This is shown though the quote above identifying him as a dead king. From social and historical contexts, the idea of a king, thought of as one down from god himself, stuck in purgatory (which is what the Elizabethans thought was meant when u were a ghost) must have been intriguing to say the least. This scene also sets the scene because the protagonist of the play is absent, which sets the scene around him. This scene also shows us that the dead Kings son is Hamlet. “Let us impart what we have seen tonight Unto young Hamlet”
This tells us that Hamlet at the moment should be the King. The second scene also does a lot for the setting, but also develops the plot and the characters. The King plays a major part in the second scene, and we get a big incite into his character. He opens the scene with a speech to those present at his court. It shows us that the present King was the old Kings brother, not his son. “Through yet of Hamlet our brother’s death” This shows us that the Kings death is known, and Hamlet is aware of it. This now begs the question why isn’t Hamlet the King.
One part of this shows us that whatever dubious methods he might of used to get the throne, he is actually a good king. “and we dispatch You good Cornelius, and you Valtemand For bearers of this greeting to old Norway;” This tell us that The King is going to try and use a diplomatic approach to war, by sending to ambassadors to a nearby country of the enemy’s to try and help prevent the was altogether. It also give us some incite into the position of the new Queen, Hamlets mother. This means Hamlets mother married his father, The King, and when he died, married the dead Kings brother who became King.

**What is asked**
[A] How would the paragraph of the Hamlet essay that begins "This tells us that Hamlet at the moment should be the King" read as a short bulleted list that keeps its main facts?
[B] Which lines does the Hamlet essay quote from the play? List every one.
[C] Can you carry the Hamlet essay on from its final sentence?

**Data excerpts**
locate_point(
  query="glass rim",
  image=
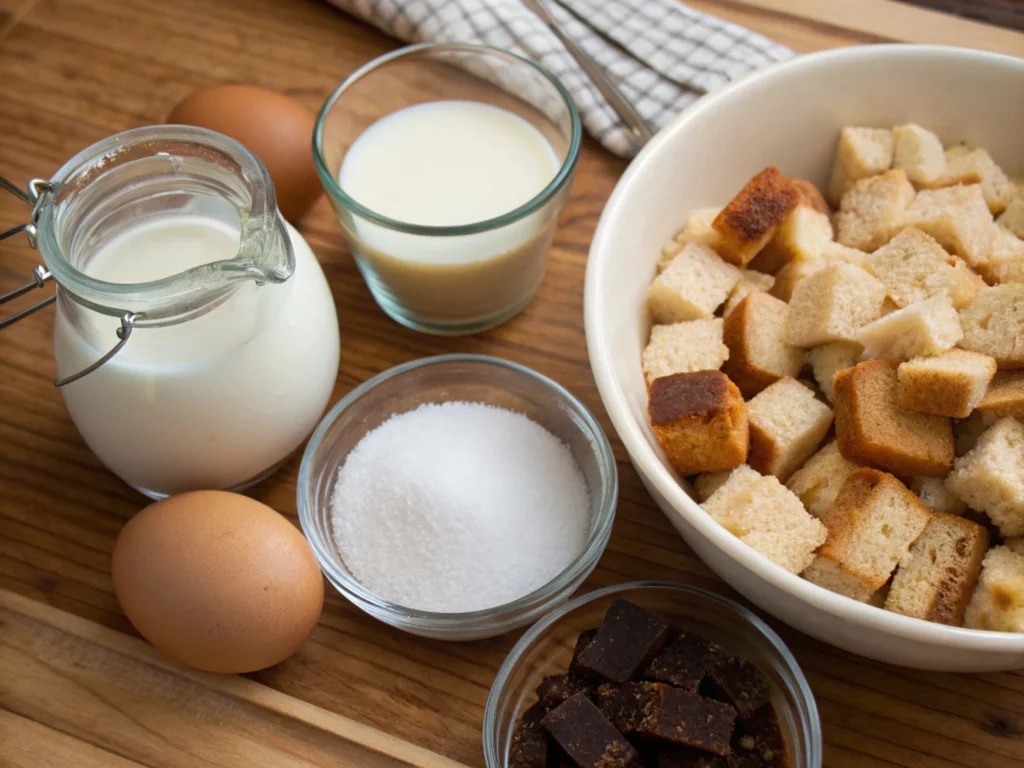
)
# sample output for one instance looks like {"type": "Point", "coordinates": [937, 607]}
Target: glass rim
{"type": "Point", "coordinates": [334, 189]}
{"type": "Point", "coordinates": [509, 612]}
{"type": "Point", "coordinates": [795, 678]}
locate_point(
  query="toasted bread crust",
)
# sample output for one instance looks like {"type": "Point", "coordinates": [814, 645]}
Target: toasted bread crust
{"type": "Point", "coordinates": [751, 218]}
{"type": "Point", "coordinates": [872, 429]}
{"type": "Point", "coordinates": [699, 420]}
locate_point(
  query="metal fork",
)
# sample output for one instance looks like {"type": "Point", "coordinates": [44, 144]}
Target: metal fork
{"type": "Point", "coordinates": [640, 131]}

**Responses by task**
[A]
- Hamlet should currently be the King.
- The second scene adds to the setting and also develops the plot and the characters.
- The King plays a major part in this scene, which gives a big insight into his character.
- He opens the scene with a speech to his court.
- The present King was the old King's brother, not his son: "Through yet of Hamlet our brother's death."
- The King's death is known, and Hamlet is aware of it.
- This raises the question of why Hamlet isn't the King.

[B]
- "Let us impart what we have seen tonight Unto young Hamlet"
- "Through yet of Hamlet our brother's death"
- "and we dispatch You good Cornelius, and you Valtemand For bearers of this greeting to old Norway;"

[C]
“Therefore our sometimes sister, now our Queen” This leads us to an incestuous relationship in the family. The Queens power, unlike what her position as a woman would suggest, is not unimportant. The King describes her: Th’ imperial jointress to this warlike state”. This declares to his court that the Queens influence, is as greatly valued as the Kings advisors, she has joint power. This can draw instant comparisons with Lady Macbeth form “Macbeth”. Both desire power and both hold a considerable sway over there husbands. Scene two is where are protagonist first speaks.
From what he says, he still feels the loss of his father. When he refers to Hamlet as “my cousin” and my “son” (another side of an incestuous relationship), Hamlet reacts. “A little more than kin, and less than kind. ” This response tells the audience that Hamlet sees himself as nothing like his uncle (father in law) and this may create tension between the two later in the play. Hamlets feelings at this time are greater explored later in the scene, in his soliloquy. This also shows the audience the full extent of Hamlets ‘melon collie’.